▶ **Saved entries**:
* * * * *

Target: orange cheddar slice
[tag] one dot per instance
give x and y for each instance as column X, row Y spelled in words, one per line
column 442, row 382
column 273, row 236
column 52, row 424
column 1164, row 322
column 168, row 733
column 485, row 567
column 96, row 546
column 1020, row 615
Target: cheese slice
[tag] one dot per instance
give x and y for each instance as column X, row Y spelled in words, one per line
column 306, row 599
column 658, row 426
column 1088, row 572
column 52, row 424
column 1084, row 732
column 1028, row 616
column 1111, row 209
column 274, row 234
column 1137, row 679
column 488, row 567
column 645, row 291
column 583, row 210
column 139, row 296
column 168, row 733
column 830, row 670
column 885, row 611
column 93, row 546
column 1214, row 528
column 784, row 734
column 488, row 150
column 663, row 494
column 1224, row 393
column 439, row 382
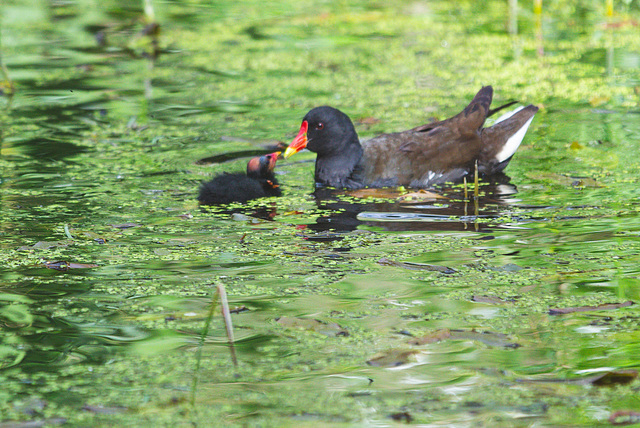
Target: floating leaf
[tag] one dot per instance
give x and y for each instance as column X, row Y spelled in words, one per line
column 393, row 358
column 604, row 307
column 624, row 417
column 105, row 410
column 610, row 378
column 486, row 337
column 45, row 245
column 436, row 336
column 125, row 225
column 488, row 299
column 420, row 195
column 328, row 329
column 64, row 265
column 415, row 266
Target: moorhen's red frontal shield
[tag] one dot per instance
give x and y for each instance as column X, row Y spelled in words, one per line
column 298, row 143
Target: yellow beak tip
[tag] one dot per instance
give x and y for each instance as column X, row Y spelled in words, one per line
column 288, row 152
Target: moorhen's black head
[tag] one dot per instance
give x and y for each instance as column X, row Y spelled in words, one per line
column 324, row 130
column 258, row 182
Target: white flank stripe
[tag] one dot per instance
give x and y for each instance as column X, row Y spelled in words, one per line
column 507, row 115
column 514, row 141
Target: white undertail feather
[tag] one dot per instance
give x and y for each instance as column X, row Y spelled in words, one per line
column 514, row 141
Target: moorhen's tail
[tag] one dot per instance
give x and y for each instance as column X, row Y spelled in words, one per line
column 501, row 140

* * * * *

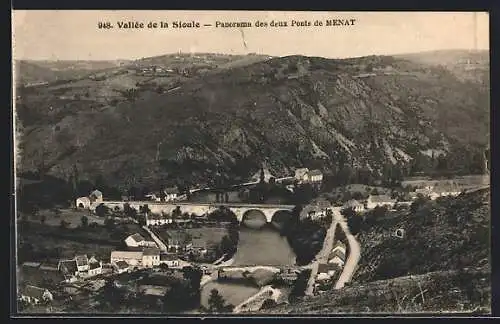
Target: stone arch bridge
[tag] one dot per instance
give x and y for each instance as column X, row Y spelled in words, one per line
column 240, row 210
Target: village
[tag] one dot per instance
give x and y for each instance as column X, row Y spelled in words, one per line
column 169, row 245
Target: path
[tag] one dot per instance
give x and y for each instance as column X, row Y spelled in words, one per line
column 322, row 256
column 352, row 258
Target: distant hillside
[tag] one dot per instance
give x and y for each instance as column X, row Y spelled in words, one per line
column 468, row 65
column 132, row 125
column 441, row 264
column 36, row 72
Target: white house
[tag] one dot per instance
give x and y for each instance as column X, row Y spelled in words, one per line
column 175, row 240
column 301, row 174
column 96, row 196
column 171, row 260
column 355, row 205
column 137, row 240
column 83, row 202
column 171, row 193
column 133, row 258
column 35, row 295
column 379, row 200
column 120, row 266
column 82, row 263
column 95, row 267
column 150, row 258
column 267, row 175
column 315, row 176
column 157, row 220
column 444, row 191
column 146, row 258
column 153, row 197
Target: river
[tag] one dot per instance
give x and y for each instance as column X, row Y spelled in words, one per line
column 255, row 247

* * * * *

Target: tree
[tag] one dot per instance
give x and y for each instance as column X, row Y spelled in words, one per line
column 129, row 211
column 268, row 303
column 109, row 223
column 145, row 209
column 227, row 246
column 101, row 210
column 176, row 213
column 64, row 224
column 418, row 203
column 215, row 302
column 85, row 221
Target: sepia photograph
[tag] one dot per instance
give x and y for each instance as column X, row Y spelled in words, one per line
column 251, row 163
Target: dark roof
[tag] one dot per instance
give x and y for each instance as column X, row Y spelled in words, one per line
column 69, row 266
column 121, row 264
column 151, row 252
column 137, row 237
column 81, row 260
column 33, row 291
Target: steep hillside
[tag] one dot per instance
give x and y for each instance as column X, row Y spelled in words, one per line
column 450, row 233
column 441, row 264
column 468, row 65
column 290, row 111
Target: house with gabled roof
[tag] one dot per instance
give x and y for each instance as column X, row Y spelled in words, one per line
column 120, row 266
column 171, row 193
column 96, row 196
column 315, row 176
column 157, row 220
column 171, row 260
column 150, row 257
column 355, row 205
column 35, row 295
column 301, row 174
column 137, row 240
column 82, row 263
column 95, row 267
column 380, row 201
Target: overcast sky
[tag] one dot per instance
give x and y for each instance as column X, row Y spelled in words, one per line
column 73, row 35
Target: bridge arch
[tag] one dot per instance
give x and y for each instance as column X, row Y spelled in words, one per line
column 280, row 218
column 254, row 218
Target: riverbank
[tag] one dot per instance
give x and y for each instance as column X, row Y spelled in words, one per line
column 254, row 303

* * * * *

▶ **Work to complete**: Retype the lines of the data above without altering a single character, starting at the line that contains "Target: distant hillside" and continuing up to and including the line that contains "column 255, row 247".

▶ **Task answer**:
Target: distant hillside
[tag] one dot per instance
give x and y for each instance as column X, row Y spelled in words, one per line
column 468, row 65
column 132, row 125
column 441, row 264
column 36, row 72
Target: white house
[tag] one dot per instance
give x and y for each instance as column X, row Y spelled in words, one per line
column 175, row 240
column 301, row 174
column 96, row 196
column 171, row 260
column 355, row 205
column 137, row 240
column 83, row 202
column 171, row 193
column 133, row 258
column 35, row 295
column 379, row 200
column 120, row 266
column 82, row 263
column 95, row 267
column 150, row 258
column 267, row 175
column 315, row 176
column 157, row 220
column 444, row 191
column 146, row 258
column 153, row 197
Target: river
[tag] one dot per instance
give x and y for each instance as column X, row Y spelled in words, one per line
column 255, row 247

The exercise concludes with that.